- TRAVAIL DEMANDÉ
Recopiez mot pour mot le passage de l'extrait sur le Menologium qui commence à « Bernardo Santano Morano » et se termine à « Texts, 12), 2015. ».

- EXTRAIT DE PAGE
▬▬▬▬▬▬

Kazutomo Karasawa (éd. et trad.), The Old English Metricall Calendar (Menologium)

Bernardo Santano Morano
Traduction de Philippe Paquant
p. 84-86
Référence(s) :

Kazutomo Karasawa (éd. et trad.), The Old English Metricall Calendar (Menologium), Cambridge, D.S. Brewer (Anglo-Norman Texts, 12), 2015.

Texte intégral

1Le « Calendrier métrique anglo-saxon » ou Menologium, comme il est traditionnellement connu, est un poème anonyme de 231 vers en allitération conservé dans le manuscrit Cotton Tiberio B.i. de la British Library. Cette œuvre n’a pas bénéficié de l’attention critique que mérite un texte de cette nature, car les études qui se sont intéressées à son analyse sont peu nombreuses. La nouvelle monographie de Kazutomo Karasawa, auteur au demeurant d’une édition soignée du poème et d’une élégante version en prose et en anglais moderne, vient remédier d’une manière exemplaire cette longue carence d’études sur le Menologium. En effet, depuis la première publication par George Hickes (1703), le texte a été édité à 17 reprises, au cours des xixe et xxs., mais cela ne veut pas dire que les nombreuses questions textuelles et les interprétations que pose le poème ont été résolues. K. Karasawa souligne qu’il demeure encore un large champ d’études à mener sur la nature de cette œuvre et ses sources, ainsi que sur d’autres textes analogues, en plus des aspects relatifs à la structure et au contenu du poème.

▬▬▬▬▬▬

- DONNÉES FOURNIES
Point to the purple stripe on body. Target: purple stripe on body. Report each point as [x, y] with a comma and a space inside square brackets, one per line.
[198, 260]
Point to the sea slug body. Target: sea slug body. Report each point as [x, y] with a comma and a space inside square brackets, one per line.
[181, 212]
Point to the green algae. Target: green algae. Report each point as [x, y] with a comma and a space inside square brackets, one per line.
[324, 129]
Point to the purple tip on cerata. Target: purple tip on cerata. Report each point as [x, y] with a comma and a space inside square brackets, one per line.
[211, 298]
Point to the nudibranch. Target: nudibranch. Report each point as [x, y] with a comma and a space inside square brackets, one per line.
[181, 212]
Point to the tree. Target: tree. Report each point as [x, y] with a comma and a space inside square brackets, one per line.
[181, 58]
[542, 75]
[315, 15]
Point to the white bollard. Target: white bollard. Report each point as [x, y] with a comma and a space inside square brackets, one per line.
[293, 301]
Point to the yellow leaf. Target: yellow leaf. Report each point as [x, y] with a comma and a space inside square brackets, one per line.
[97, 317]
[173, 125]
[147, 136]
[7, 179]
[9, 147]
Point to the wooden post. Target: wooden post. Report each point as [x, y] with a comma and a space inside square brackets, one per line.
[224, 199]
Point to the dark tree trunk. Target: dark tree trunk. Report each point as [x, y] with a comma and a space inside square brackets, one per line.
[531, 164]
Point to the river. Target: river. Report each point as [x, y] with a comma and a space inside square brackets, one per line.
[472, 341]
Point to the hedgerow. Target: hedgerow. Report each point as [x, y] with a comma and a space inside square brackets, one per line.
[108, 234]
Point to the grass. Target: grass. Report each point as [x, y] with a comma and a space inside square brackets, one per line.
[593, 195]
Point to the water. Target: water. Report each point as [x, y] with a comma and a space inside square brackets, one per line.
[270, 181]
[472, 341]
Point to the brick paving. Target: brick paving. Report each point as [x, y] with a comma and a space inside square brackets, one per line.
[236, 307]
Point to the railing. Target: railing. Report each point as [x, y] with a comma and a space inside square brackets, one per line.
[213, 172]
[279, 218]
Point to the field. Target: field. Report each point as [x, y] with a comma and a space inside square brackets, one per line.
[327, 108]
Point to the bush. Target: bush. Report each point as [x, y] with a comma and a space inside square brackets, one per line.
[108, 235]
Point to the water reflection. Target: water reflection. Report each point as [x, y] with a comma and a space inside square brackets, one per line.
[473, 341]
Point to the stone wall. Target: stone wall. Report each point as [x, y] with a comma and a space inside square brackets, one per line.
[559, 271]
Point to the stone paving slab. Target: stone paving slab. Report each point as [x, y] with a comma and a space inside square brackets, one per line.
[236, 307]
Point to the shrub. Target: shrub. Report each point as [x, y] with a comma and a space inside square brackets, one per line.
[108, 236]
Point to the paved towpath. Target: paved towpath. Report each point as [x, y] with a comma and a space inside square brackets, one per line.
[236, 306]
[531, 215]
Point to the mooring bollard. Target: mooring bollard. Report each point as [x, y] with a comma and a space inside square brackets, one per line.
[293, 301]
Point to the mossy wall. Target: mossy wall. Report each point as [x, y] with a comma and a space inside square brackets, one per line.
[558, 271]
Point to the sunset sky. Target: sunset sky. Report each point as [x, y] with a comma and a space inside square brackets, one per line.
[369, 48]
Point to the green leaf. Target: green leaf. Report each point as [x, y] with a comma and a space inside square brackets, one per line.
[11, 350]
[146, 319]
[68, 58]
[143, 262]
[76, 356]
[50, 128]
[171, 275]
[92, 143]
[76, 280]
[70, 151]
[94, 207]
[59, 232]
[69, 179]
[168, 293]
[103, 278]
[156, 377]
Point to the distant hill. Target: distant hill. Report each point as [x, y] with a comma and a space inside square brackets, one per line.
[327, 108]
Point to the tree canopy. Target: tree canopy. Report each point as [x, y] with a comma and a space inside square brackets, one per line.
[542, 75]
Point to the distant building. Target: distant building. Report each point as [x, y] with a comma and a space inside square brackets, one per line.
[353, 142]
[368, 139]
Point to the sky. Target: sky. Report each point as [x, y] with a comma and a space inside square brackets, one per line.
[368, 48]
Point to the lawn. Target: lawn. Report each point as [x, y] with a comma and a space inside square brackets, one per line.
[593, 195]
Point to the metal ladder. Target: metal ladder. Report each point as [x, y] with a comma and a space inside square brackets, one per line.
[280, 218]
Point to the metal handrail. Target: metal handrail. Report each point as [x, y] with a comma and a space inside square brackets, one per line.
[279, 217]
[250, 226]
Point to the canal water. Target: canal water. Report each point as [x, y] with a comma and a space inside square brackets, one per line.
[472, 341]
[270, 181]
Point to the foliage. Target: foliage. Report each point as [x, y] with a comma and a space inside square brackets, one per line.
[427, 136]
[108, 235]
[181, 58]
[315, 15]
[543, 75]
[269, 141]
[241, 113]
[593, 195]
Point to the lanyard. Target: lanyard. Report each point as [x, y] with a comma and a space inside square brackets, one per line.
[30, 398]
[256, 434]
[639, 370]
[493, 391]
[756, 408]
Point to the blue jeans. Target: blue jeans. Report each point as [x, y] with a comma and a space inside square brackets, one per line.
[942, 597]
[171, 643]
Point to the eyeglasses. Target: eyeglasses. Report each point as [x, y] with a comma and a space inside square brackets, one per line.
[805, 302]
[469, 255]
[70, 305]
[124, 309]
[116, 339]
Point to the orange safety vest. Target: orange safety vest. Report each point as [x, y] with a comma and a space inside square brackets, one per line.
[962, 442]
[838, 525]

▬▬▬▬▬▬

- RÉPONSE
Bernardo Santano Morano
Traduction de Philippe Paquant
p. 84-86
Référence(s) :

Kazutomo Karasawa (éd. et trad.), The Old English Metricall Calendar (Menologium), Cambridge, D.S. Brewer (Anglo-Norman Texts, 12), 2015.